- Selected passage:
■ ■ ■ ■ ■ ■ ■

The STI gained 51.4 points to close at 2,745.02 on relatively low volume. This might have been the rebound that stale bulls were waiting for in order to reduce exposure in some index linked counters.
Healthway Medical closed at 14c today and it remains to be seen if this support would hold or would 13c, the next support, be tested. The declining volume continues to confirm a lack of selling conviction and as the price declines, the chances of supports holding become higher in this light. With the MACD declining and positioned just above zero, there is almost no doubt that the upward momentum is over. MFI confirms this as it did not rebound off the trendline support today, confirming a lack of buying momentum. Now, we have to pay attention to the Bollinger bands. See how the price action has been hugging the lower limits of the Bollinger bands? We want to see the price action detaching and moving inwards towards the 20dMA. That would be the first sign that the correction might be at an end. This would likely be followed by a consolidation phase.
Strategy: I'm holding on to my Healthway Medical shares and will add to my position again once I see signs that the correction has ended.

■ ■ ■ ■ ■ ■ ■

- Available data:
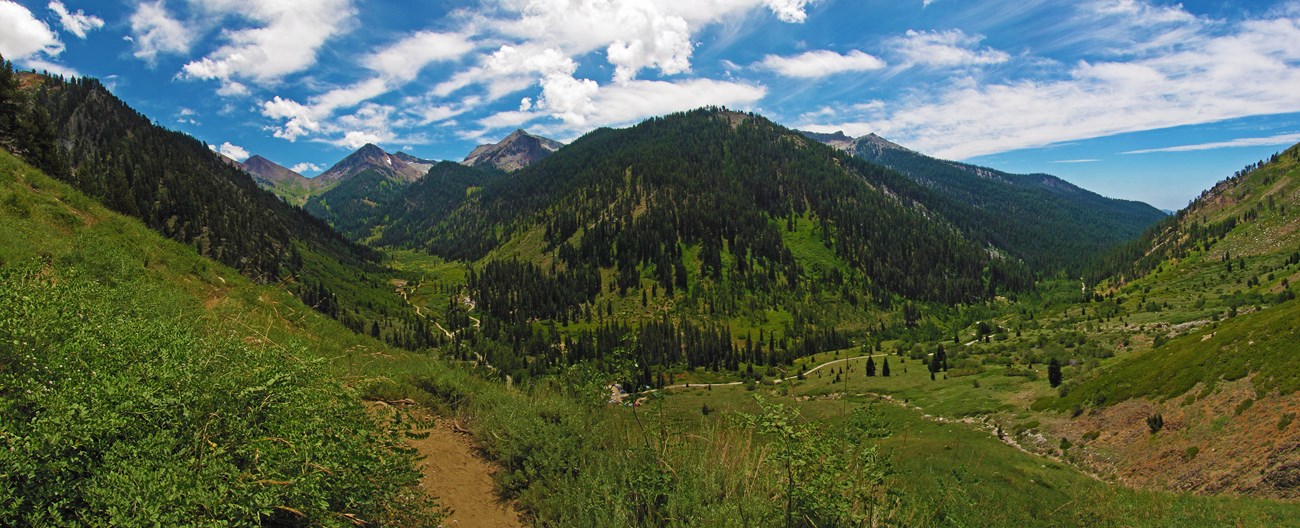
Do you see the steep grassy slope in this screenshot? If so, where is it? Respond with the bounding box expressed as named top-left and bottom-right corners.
top-left (0, 66), bottom-right (434, 347)
top-left (239, 156), bottom-right (316, 207)
top-left (0, 152), bottom-right (434, 525)
top-left (818, 134), bottom-right (1165, 274)
top-left (1062, 146), bottom-right (1300, 404)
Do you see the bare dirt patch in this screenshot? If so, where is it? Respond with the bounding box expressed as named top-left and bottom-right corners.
top-left (1053, 378), bottom-right (1300, 499)
top-left (408, 419), bottom-right (525, 528)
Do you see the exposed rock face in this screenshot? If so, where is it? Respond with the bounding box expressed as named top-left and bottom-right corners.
top-left (239, 156), bottom-right (309, 187)
top-left (462, 130), bottom-right (564, 172)
top-left (315, 144), bottom-right (433, 186)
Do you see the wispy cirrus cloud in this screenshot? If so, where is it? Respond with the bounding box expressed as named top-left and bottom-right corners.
top-left (806, 1), bottom-right (1300, 159)
top-left (1121, 133), bottom-right (1300, 153)
top-left (0, 0), bottom-right (64, 60)
top-left (48, 1), bottom-right (104, 39)
top-left (888, 29), bottom-right (1010, 68)
top-left (755, 49), bottom-right (885, 79)
top-left (127, 0), bottom-right (194, 64)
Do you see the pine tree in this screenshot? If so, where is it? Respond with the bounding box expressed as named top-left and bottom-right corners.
top-left (1048, 358), bottom-right (1061, 389)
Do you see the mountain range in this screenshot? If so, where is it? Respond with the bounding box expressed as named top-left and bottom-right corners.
top-left (10, 64), bottom-right (1300, 525)
top-left (462, 130), bottom-right (564, 172)
top-left (803, 133), bottom-right (1165, 274)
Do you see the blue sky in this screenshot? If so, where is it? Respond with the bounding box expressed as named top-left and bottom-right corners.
top-left (0, 0), bottom-right (1300, 209)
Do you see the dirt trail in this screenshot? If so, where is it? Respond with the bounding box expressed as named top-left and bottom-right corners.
top-left (410, 419), bottom-right (525, 528)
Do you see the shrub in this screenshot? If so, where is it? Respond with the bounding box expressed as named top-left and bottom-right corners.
top-left (0, 261), bottom-right (436, 525)
top-left (1147, 412), bottom-right (1165, 434)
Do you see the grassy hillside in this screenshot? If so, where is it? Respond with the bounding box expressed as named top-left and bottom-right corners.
top-left (1060, 146), bottom-right (1300, 404)
top-left (0, 152), bottom-right (436, 525)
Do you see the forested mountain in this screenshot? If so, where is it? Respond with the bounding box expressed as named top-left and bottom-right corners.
top-left (1043, 144), bottom-right (1300, 499)
top-left (374, 108), bottom-right (1032, 385)
top-left (304, 144), bottom-right (434, 239)
top-left (462, 130), bottom-right (564, 172)
top-left (239, 156), bottom-right (316, 205)
top-left (805, 133), bottom-right (1165, 274)
top-left (382, 109), bottom-right (1028, 303)
top-left (0, 68), bottom-right (374, 281)
top-left (1091, 146), bottom-right (1300, 284)
top-left (0, 58), bottom-right (433, 347)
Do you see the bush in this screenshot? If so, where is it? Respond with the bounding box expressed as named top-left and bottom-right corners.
top-left (1147, 412), bottom-right (1165, 434)
top-left (0, 261), bottom-right (436, 527)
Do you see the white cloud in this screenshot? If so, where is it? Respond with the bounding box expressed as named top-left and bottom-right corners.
top-left (334, 130), bottom-right (384, 148)
top-left (208, 142), bottom-right (248, 161)
top-left (1123, 134), bottom-right (1300, 153)
top-left (889, 30), bottom-right (1010, 68)
top-left (183, 0), bottom-right (355, 83)
top-left (806, 11), bottom-right (1300, 159)
top-left (764, 0), bottom-right (809, 23)
top-left (485, 0), bottom-right (809, 82)
top-left (488, 79), bottom-right (767, 138)
top-left (49, 1), bottom-right (104, 39)
top-left (261, 95), bottom-right (321, 142)
top-left (758, 49), bottom-right (885, 78)
top-left (0, 0), bottom-right (64, 60)
top-left (126, 0), bottom-right (192, 64)
top-left (22, 59), bottom-right (82, 78)
top-left (363, 31), bottom-right (475, 82)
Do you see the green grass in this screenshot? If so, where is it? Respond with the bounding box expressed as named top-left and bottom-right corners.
top-left (642, 382), bottom-right (1300, 527)
top-left (0, 153), bottom-right (436, 525)
top-left (1040, 295), bottom-right (1300, 410)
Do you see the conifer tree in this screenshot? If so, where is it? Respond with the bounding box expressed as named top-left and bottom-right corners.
top-left (1048, 358), bottom-right (1061, 389)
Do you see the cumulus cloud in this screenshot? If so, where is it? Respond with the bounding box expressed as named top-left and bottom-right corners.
top-left (891, 30), bottom-right (1010, 68)
top-left (806, 13), bottom-right (1300, 159)
top-left (764, 0), bottom-right (809, 23)
top-left (486, 0), bottom-right (807, 83)
top-left (469, 79), bottom-right (767, 137)
top-left (183, 0), bottom-right (355, 89)
top-left (1123, 133), bottom-right (1300, 153)
top-left (49, 1), bottom-right (104, 39)
top-left (261, 95), bottom-right (321, 142)
top-left (0, 0), bottom-right (64, 60)
top-left (363, 31), bottom-right (475, 82)
top-left (127, 0), bottom-right (192, 64)
top-left (758, 49), bottom-right (885, 78)
top-left (208, 142), bottom-right (248, 161)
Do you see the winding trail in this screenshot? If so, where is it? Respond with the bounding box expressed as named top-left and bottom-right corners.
top-left (407, 419), bottom-right (524, 528)
top-left (641, 354), bottom-right (889, 394)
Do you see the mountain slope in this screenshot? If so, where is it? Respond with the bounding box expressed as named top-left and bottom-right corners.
top-left (0, 69), bottom-right (434, 347)
top-left (239, 156), bottom-right (316, 205)
top-left (0, 151), bottom-right (437, 525)
top-left (303, 144), bottom-right (433, 239)
top-left (313, 143), bottom-right (429, 190)
top-left (805, 133), bottom-right (1165, 273)
top-left (1036, 146), bottom-right (1300, 499)
top-left (381, 109), bottom-right (1026, 302)
top-left (462, 130), bottom-right (564, 172)
top-left (5, 74), bottom-right (374, 281)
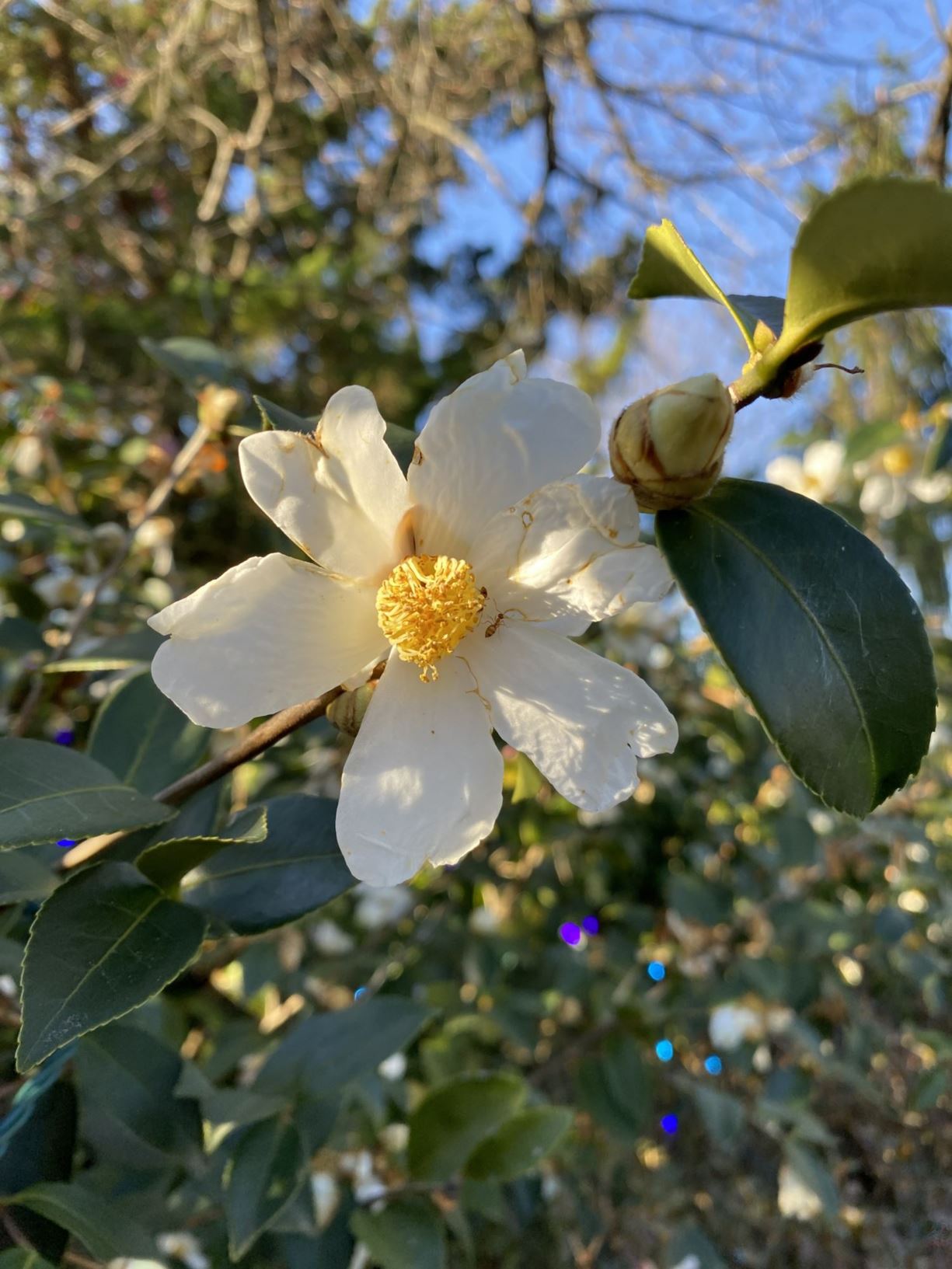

■ ■ ■ ■ ■ ■ ■

- Activity 1: Reproduce the passage of the market commentary that begins with the words containing "The STI gained" and ends with "index linked counters.".
- Activity 2: In the market commentary, how many points did the STI gain, and at what level did it close?
- Activity 3: Write what comes next in the market commentary on the STI and Healthway Medical, picking up after its final sentence.

- Answer box 1:
The STI gained 51.4 points to close at 2,745.02 on relatively low volume. This might have been the rebound that stale bulls were waiting for in order to reduce exposure in some index linked counters.

- Answer box 2: It gained 51.4 points to close at 2,745.02.

- Answer box 3:
Price of crude palm oil (CPO) closed at RM 2,561 as it continues its upward climb after reaching a recent low of almost RM 2,400. It looks likely that it will continue to rise and test the trendline resistance. Given the current weak sentiments, a lower high would seem to be more probable.
Golden Agriculture seems to echo the relatively positive performance in CPO and closed at 51.5c, forming a white candle in the process. However, this is on relatively low volume which makes the upward move in price less convincing. This is echoed by the MFI as it stays flat, signalling a lack of buying momentum. A flat 50dMA at 52c provides immediate resistance. If this is taken out, a declining 20dMA provides a stronger resistance at 54c.
Strategy: Look to the MACD (blue line) for signs. Once it closes in on the signal line (red line), that is a sign of a possible reversal. Of course, to be safe, wait for confirmation as the MACD crosses above the signal line.
Saizen REIT ends at 16c on another low volume day. There is not doubt that the counter is stuck in sideways trading but the uptrend is intact. Let us see if the report due to be delivered in the morning of 11 Feb 10 will provide some stimulus here.
Strategy: Accumulate.
Keppel Corporation closed at $8.34 on a white candle day as it's resisted by the 50dMA. It did manage to safely stay within its uptrend although the diminished volume does not make this convincing. The overall picture is quite pleasing as the upmove today means that the low of $8.12 formed in the last session is a higher low. Will the price break resistance tomorrow to test the recent high? MFI shows that the buying momentum has an upward bias and bulls might breathe a sigh of relieve yet.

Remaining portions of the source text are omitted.